Text-to-region grounding data
BEGIN

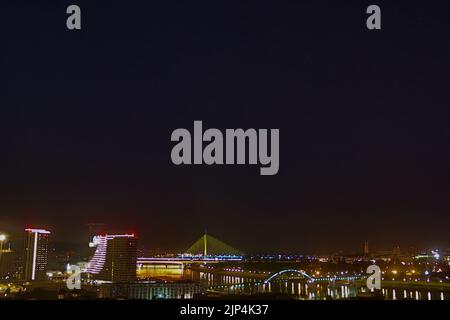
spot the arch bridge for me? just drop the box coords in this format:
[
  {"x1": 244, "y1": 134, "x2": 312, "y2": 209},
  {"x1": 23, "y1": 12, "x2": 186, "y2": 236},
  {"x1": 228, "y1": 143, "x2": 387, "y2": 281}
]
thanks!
[
  {"x1": 263, "y1": 269, "x2": 362, "y2": 284},
  {"x1": 263, "y1": 269, "x2": 315, "y2": 284},
  {"x1": 207, "y1": 269, "x2": 363, "y2": 291}
]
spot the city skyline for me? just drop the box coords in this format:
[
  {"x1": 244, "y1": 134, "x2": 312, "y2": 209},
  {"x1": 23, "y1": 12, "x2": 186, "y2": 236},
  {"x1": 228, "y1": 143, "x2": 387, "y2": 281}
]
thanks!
[
  {"x1": 1, "y1": 224, "x2": 449, "y2": 301},
  {"x1": 0, "y1": 224, "x2": 447, "y2": 256}
]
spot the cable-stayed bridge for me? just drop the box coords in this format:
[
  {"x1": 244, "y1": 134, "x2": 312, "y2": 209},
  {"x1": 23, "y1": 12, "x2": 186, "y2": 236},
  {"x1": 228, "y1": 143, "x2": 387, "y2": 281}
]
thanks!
[{"x1": 137, "y1": 232, "x2": 243, "y2": 266}]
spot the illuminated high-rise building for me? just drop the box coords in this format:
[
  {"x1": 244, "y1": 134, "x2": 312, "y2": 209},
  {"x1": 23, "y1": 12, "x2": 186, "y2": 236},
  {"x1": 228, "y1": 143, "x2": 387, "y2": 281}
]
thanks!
[
  {"x1": 86, "y1": 234, "x2": 137, "y2": 282},
  {"x1": 24, "y1": 228, "x2": 51, "y2": 281}
]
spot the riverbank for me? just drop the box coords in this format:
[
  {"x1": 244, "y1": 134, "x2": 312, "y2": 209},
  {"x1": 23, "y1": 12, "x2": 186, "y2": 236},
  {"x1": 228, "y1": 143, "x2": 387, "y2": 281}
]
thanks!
[{"x1": 188, "y1": 265, "x2": 450, "y2": 291}]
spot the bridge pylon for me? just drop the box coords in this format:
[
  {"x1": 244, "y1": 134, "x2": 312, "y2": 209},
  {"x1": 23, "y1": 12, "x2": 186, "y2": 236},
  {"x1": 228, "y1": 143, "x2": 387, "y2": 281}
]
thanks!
[{"x1": 185, "y1": 232, "x2": 243, "y2": 256}]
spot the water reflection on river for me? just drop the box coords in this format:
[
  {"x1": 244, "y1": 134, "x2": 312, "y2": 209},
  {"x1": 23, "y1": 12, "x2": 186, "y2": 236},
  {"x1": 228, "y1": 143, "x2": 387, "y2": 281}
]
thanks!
[{"x1": 137, "y1": 265, "x2": 448, "y2": 300}]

END

Brief: From the entries, find how many lines contain "drop" and give the number alone.

Answer: 7